[Point annotation records]
************

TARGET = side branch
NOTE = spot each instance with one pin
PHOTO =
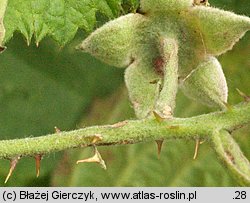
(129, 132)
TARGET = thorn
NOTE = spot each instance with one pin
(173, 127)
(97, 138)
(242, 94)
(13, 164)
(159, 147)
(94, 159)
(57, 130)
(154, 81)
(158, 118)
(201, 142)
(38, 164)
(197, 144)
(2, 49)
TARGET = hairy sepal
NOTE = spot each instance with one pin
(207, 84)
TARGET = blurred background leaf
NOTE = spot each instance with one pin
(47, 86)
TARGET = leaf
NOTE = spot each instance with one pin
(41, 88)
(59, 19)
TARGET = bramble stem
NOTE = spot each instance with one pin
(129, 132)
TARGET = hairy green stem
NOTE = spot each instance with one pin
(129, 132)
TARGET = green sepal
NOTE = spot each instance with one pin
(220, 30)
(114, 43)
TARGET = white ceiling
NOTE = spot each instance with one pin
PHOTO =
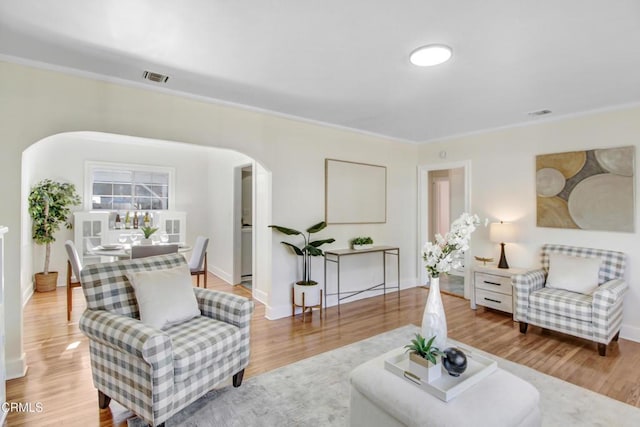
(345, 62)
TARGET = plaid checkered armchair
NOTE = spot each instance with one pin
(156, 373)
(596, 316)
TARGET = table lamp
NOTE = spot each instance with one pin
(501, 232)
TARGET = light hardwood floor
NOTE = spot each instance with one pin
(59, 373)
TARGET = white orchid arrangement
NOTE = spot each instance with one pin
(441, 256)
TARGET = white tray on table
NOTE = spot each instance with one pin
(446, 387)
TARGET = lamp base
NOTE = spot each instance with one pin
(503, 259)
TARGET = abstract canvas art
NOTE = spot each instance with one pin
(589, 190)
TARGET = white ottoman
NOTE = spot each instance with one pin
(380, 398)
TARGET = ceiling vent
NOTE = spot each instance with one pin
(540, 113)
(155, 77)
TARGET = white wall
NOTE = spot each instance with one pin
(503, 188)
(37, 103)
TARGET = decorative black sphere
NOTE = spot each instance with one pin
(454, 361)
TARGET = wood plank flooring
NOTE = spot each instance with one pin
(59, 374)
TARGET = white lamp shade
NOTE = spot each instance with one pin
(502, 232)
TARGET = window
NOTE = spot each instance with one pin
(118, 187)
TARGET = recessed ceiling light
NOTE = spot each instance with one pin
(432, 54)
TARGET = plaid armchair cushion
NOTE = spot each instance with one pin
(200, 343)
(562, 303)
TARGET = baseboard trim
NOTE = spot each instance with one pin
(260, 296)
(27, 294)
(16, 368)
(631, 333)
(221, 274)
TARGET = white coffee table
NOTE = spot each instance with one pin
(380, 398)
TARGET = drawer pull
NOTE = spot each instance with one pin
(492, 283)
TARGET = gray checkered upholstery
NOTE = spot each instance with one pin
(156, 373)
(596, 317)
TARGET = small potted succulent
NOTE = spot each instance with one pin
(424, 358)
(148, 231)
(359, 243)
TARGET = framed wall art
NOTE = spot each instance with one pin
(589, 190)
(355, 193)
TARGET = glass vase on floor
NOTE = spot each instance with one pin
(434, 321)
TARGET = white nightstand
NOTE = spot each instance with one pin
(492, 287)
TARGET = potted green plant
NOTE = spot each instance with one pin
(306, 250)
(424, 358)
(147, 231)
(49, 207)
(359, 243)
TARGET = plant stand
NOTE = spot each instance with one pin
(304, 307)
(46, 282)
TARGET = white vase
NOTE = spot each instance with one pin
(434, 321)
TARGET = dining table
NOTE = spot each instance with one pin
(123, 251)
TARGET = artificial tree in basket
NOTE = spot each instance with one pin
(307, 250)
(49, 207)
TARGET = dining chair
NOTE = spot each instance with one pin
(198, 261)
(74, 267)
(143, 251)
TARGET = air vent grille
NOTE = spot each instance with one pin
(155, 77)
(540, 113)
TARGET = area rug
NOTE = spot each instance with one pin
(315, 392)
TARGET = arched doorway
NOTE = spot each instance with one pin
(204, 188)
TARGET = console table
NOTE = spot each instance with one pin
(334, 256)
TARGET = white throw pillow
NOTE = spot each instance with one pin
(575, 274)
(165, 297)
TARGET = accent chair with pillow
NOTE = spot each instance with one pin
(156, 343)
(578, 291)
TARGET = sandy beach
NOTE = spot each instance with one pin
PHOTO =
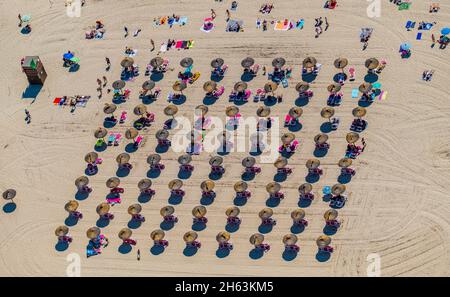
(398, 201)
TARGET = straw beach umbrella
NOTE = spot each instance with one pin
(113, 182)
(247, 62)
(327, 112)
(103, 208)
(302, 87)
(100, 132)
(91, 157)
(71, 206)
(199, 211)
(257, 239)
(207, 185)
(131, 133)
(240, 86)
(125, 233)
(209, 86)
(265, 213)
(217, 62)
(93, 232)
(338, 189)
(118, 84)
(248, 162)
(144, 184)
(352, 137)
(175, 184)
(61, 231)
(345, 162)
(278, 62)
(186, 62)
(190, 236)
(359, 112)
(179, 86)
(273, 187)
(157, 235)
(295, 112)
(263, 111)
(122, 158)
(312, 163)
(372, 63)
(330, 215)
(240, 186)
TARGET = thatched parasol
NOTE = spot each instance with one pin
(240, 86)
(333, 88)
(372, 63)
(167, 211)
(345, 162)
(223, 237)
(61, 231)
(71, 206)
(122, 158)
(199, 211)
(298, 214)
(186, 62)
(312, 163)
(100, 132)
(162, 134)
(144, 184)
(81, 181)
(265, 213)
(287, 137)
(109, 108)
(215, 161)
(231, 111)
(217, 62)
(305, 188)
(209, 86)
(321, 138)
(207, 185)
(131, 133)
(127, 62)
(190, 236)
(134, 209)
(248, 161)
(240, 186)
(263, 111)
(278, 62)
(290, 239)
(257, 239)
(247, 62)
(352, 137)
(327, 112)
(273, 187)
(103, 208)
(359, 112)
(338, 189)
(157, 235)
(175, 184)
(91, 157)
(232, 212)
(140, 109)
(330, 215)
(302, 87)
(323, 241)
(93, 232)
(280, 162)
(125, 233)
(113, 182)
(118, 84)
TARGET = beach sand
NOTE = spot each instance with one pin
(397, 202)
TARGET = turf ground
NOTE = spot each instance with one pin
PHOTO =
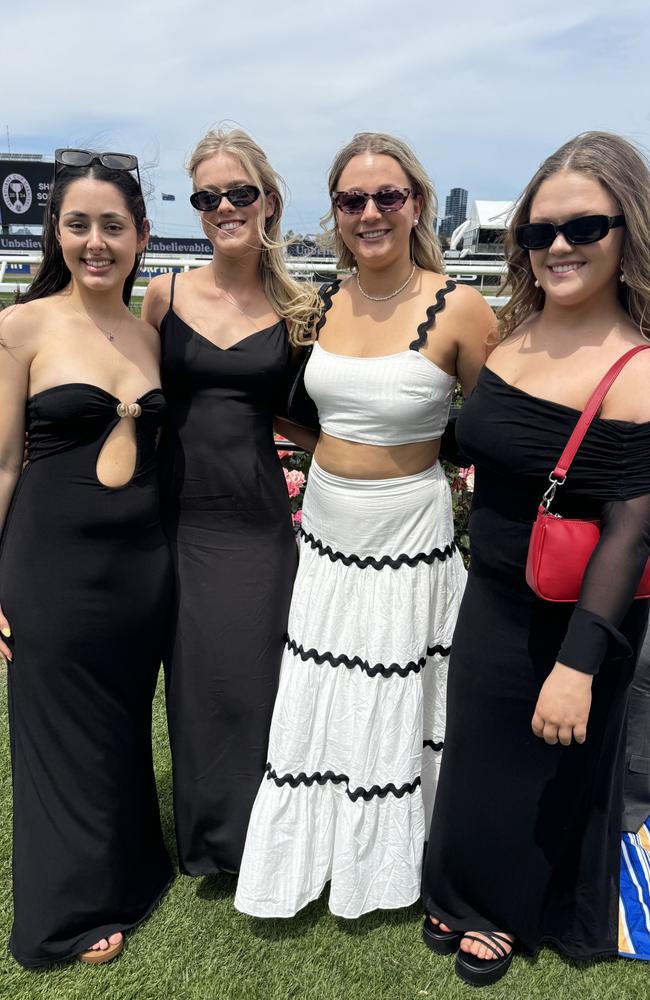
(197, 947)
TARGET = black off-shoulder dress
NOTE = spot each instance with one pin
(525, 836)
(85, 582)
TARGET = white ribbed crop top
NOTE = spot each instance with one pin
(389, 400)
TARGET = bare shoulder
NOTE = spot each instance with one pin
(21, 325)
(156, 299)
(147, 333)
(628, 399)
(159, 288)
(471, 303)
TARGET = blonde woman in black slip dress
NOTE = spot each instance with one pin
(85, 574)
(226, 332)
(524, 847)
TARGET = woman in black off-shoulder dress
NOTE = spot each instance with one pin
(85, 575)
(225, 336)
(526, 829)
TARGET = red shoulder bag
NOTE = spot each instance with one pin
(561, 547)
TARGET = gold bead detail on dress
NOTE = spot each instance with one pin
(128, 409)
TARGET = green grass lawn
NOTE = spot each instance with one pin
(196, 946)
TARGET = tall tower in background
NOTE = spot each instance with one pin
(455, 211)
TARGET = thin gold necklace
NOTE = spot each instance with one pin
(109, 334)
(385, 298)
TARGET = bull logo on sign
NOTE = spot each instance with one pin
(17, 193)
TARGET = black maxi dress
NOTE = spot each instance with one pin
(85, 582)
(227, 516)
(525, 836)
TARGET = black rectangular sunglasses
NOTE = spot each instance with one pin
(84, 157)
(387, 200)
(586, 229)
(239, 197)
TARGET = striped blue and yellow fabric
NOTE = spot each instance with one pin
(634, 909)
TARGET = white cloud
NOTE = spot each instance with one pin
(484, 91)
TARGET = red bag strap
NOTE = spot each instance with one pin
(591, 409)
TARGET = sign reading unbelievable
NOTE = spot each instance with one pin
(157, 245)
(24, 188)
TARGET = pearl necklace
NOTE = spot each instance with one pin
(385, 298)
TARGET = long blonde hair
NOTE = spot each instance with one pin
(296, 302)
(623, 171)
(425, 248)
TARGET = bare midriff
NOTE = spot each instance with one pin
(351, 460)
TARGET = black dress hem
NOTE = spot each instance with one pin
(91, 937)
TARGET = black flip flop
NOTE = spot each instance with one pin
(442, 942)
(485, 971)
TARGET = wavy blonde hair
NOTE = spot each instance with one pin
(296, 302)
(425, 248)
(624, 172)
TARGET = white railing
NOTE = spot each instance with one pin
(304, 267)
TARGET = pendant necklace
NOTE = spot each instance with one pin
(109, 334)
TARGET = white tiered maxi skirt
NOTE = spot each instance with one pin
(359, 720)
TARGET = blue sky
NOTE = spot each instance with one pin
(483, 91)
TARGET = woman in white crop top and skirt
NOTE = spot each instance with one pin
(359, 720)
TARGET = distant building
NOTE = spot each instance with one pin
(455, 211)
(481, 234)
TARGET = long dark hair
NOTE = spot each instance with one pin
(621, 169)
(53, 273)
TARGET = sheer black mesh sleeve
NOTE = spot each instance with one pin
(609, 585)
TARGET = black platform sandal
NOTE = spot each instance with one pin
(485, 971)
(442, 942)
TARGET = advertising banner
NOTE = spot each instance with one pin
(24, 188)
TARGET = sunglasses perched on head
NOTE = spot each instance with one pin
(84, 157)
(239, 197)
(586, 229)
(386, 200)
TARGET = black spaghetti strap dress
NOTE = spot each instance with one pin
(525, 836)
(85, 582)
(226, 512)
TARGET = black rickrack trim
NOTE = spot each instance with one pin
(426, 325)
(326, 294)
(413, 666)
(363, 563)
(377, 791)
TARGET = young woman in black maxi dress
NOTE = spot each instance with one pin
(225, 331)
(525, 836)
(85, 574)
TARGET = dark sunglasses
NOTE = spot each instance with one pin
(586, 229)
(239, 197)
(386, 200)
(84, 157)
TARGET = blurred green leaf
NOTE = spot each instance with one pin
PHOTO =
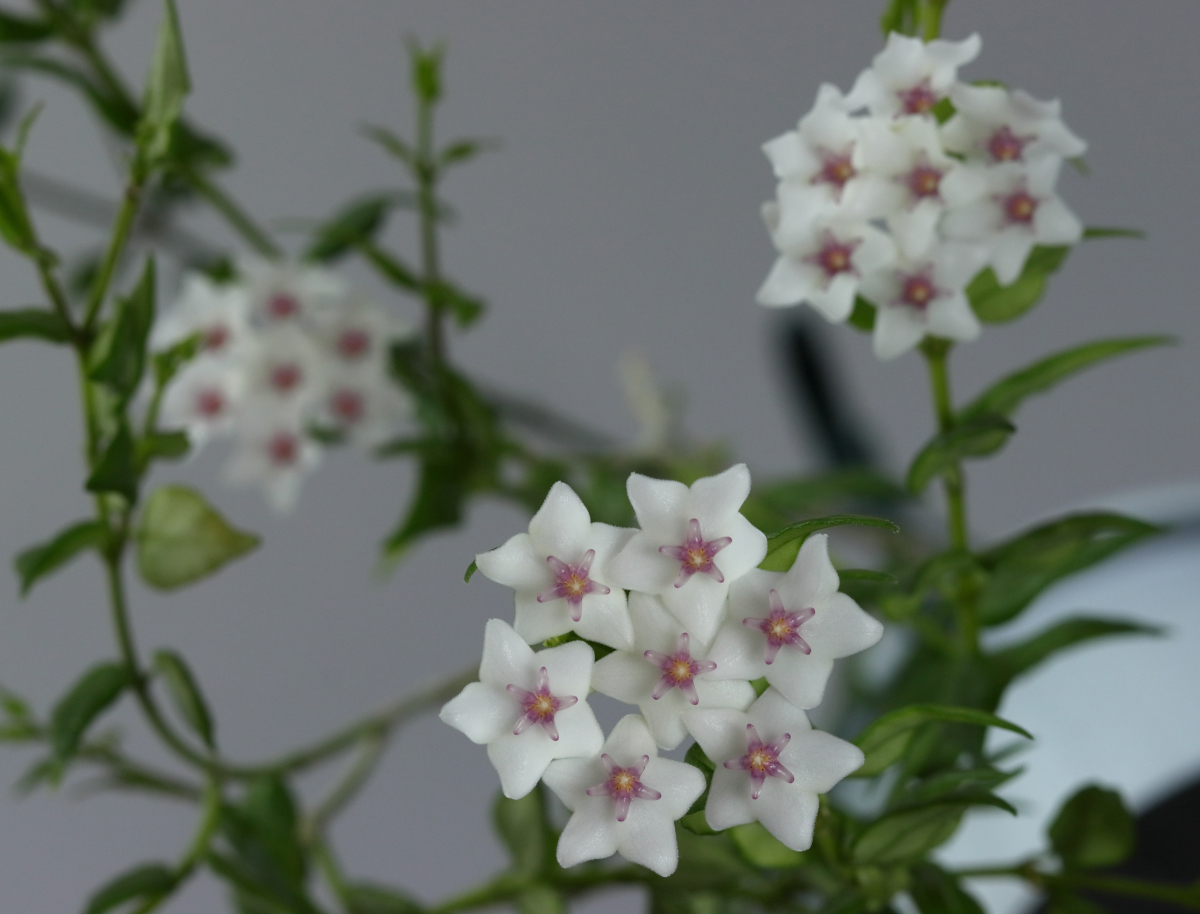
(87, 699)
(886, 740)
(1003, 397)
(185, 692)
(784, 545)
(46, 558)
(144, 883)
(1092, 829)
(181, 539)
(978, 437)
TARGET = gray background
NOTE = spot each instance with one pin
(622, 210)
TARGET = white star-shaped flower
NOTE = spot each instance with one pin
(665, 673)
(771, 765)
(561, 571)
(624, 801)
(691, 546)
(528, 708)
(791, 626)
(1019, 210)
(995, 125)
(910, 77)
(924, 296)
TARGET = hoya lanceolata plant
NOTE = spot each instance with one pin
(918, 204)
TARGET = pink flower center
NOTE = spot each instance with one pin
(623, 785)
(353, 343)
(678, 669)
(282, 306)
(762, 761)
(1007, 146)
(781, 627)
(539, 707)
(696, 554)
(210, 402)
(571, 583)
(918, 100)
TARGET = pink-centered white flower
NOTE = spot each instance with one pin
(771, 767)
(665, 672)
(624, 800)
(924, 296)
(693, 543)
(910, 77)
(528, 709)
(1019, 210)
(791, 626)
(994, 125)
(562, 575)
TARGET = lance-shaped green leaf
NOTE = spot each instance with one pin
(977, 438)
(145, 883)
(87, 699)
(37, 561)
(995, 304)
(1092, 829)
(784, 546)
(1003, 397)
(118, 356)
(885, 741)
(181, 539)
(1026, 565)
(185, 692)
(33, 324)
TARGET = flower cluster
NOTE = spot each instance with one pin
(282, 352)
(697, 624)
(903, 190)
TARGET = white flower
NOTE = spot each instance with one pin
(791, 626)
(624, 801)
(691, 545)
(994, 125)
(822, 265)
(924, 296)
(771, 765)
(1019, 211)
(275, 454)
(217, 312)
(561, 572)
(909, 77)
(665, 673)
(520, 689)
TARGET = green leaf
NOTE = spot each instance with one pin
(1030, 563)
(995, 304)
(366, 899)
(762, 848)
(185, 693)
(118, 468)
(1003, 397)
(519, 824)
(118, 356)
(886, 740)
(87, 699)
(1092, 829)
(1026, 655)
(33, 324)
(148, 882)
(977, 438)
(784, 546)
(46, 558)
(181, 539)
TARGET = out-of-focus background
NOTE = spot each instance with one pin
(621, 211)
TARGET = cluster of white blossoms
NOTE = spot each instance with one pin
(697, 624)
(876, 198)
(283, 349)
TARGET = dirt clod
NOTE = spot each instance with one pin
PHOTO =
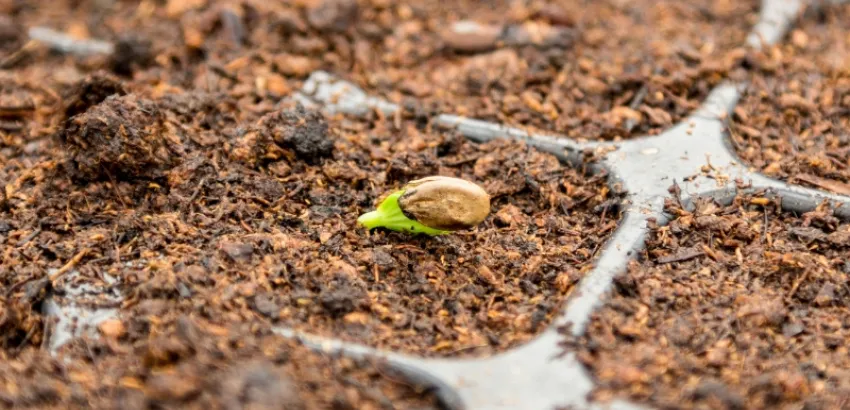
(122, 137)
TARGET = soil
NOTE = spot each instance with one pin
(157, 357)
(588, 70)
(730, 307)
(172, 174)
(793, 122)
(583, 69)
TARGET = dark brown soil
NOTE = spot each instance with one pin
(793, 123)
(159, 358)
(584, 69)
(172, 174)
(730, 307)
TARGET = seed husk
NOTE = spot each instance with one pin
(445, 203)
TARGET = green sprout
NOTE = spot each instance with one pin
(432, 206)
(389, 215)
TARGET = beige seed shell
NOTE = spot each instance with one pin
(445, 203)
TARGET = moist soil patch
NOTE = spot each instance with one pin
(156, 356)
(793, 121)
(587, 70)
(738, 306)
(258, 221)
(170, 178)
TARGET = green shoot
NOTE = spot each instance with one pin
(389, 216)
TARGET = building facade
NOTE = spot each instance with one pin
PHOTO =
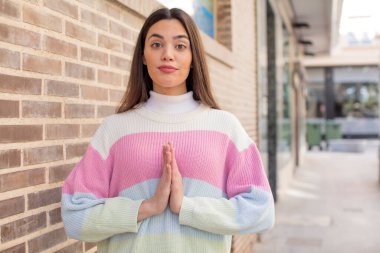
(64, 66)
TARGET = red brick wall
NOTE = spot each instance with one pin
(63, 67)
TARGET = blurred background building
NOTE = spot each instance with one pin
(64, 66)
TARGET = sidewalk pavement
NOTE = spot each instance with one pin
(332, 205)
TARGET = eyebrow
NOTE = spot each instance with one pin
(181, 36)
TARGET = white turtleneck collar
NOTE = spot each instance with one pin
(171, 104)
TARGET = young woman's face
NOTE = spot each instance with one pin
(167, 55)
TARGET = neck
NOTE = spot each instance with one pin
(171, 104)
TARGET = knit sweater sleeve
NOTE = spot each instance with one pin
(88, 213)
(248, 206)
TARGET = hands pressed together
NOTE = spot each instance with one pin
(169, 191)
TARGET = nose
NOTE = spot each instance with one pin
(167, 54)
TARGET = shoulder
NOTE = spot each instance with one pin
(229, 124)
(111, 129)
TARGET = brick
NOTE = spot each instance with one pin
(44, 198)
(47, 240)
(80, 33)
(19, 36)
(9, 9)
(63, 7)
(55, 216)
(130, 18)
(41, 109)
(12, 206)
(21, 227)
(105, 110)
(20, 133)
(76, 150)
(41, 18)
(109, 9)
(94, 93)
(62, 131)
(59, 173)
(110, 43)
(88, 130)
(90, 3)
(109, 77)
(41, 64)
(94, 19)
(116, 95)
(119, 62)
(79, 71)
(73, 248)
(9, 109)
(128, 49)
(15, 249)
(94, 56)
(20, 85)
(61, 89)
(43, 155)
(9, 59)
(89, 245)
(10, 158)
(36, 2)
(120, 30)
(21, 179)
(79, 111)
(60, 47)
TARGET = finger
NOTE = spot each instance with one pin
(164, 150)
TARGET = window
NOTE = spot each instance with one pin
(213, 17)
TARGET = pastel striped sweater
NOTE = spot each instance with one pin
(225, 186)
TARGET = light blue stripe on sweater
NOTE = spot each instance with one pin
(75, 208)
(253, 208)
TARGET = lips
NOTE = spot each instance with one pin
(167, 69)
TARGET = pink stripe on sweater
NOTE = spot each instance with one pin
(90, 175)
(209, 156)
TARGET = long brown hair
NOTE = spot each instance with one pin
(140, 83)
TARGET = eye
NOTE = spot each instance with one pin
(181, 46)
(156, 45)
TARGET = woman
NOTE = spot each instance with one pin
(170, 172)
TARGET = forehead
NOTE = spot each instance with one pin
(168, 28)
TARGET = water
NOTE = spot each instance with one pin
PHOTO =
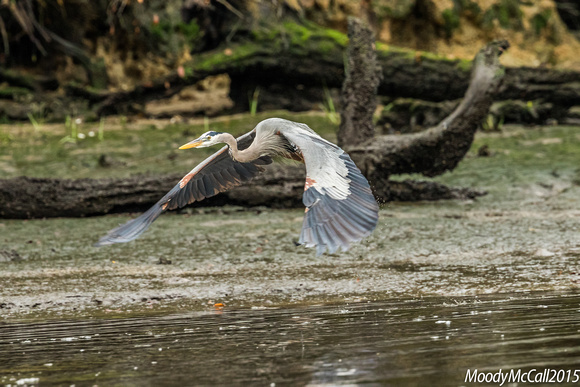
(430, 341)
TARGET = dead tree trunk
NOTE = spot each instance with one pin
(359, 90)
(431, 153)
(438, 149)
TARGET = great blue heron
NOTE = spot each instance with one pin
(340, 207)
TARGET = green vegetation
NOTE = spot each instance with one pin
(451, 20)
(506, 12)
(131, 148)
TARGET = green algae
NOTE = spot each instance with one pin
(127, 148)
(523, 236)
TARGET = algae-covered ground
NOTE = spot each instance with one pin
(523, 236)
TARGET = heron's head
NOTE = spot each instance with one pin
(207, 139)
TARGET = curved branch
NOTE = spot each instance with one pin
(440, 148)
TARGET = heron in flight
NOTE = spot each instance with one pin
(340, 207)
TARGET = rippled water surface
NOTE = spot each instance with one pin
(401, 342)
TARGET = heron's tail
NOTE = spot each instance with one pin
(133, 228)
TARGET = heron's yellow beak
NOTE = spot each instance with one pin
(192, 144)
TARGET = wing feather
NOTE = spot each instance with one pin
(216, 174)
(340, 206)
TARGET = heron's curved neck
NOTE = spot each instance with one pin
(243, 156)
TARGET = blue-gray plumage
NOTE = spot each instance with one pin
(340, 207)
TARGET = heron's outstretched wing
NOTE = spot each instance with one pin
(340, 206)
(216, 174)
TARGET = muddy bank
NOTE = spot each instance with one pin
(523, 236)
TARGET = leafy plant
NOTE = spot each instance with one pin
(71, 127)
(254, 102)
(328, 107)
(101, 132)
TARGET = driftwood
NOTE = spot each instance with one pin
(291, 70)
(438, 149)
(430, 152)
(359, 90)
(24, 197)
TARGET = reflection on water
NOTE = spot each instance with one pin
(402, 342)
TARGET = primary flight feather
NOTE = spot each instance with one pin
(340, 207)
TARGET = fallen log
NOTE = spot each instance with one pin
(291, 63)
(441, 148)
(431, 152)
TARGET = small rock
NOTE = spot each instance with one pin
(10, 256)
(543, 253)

************

Looking at the records above, extract only the lines from the one with "TARGET = water" through the last line, exactly, with the pictures left out.

TARGET = water
NOTE = spot each instance with one pin
PHOTO =
(430, 341)
TARGET = dead tree trunk
NOTE = spot each instance with one pin
(359, 90)
(431, 153)
(438, 149)
TARGET = great blue heron
NOTE = spot each instance with one pin
(340, 207)
TARGET = green vegetation
NOTE = spot each instance with one pin
(451, 20)
(506, 12)
(131, 148)
TARGET = green algae
NOTE = spot each instance with one pin
(127, 148)
(523, 236)
TARGET = algae-covered ground
NOTE = spot each instance with one pin
(523, 236)
TARGET = heron's head
NOTE = spot each instance with one pin
(207, 139)
TARGET = curved branch
NOTE = spot each instance with one pin
(440, 148)
TARGET = heron in flight
NOTE = spot each instance with one pin
(340, 207)
TARGET = rippled water surface
NOTE = spot each instance with one pin
(401, 342)
TARGET = heron's tail
NOTE = spot each instance with one pin
(133, 228)
TARGET = heron's yellow beak
NOTE = spot each instance with one pin
(192, 144)
TARGET = wing feather
NOTE = spot each instance with one pin
(216, 174)
(340, 206)
TARGET = heron's curved neck
NOTE = spot each instance with one pin
(243, 156)
TARGET = blue-gray plumage
NOTE = spot each instance with one pin
(340, 207)
TARGET = heron's outstretched wing
NOTE = spot each instance with one pin
(340, 206)
(216, 174)
TARGET = muddy bank
NOTE = spot each instance with one pin
(523, 236)
TARGET = leafy plant
NOTE = spot each instance with one pin
(71, 127)
(254, 102)
(328, 107)
(101, 132)
TARGET = driftwood
NOTE = spot each instance with one pin
(291, 70)
(438, 149)
(430, 152)
(359, 90)
(24, 197)
TARGET = reflection on water
NOTE = spot each instance with one pin
(402, 342)
TARGET = primary flight feather
NOTE = spot each instance with one pin
(340, 207)
TARGET = fallen log
NOTE = spot each instance with one pin
(291, 63)
(441, 148)
(431, 152)
TARGET = small rock
NOTE = spot each instance with one pin
(10, 256)
(543, 253)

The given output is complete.